## Data to use
*** Begin section ***

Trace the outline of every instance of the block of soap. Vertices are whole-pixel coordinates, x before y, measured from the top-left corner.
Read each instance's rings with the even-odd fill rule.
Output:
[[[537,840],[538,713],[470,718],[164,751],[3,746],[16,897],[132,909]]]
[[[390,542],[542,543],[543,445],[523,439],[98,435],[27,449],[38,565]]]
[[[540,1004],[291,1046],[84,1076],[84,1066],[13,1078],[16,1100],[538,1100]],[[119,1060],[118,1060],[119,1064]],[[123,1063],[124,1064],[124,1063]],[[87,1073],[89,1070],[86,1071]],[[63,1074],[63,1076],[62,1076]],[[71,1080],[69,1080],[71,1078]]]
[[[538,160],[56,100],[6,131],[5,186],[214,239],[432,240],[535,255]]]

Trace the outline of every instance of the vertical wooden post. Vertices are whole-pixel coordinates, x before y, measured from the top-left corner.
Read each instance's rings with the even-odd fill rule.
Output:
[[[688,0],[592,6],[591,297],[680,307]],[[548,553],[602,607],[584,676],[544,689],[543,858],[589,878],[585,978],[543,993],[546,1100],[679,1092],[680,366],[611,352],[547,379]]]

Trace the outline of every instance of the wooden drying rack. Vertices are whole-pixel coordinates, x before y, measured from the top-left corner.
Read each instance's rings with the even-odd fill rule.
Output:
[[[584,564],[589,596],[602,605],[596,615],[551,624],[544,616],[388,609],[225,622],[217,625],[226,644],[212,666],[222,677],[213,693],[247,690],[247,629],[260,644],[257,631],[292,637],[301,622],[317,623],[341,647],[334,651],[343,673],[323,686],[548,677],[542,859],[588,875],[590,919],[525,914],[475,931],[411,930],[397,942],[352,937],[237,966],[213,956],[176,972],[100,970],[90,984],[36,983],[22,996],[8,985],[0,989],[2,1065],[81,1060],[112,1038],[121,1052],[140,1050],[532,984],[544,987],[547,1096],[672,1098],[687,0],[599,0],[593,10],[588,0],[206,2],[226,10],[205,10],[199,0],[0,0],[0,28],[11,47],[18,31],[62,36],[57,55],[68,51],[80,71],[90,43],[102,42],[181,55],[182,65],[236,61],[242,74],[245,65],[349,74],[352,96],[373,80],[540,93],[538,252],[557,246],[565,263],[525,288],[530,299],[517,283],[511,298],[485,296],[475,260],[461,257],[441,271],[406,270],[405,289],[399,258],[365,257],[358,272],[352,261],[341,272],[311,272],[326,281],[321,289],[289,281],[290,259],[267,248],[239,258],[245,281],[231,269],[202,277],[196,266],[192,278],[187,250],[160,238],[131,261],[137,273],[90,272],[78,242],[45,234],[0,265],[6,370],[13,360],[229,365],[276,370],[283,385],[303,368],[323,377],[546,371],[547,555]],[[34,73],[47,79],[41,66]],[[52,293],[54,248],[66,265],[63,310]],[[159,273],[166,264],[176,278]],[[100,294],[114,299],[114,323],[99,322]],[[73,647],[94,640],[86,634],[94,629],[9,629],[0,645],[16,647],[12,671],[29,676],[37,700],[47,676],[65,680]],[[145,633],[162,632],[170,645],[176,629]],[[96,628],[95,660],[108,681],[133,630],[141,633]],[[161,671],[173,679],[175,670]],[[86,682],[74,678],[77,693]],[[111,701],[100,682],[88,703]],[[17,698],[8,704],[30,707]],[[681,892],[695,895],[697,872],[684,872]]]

*** End section ***

## Exercise brief
Lines above that have "outline": copy each of them.

## Response to the exercise
Trace the outline of every instance of the block of soap. Vertices are whole-pixel coordinates, x before y, measured from the top-left corner.
Trace the outline of every instance of the vertical wooden post. Vertices are whole-pixel coordinates, x before y, measured from the top-left corner.
Trace the outline of every instance of the wooden drying rack. Vertices are whole-pixel coordinates, x before y, measured from the top-left corner.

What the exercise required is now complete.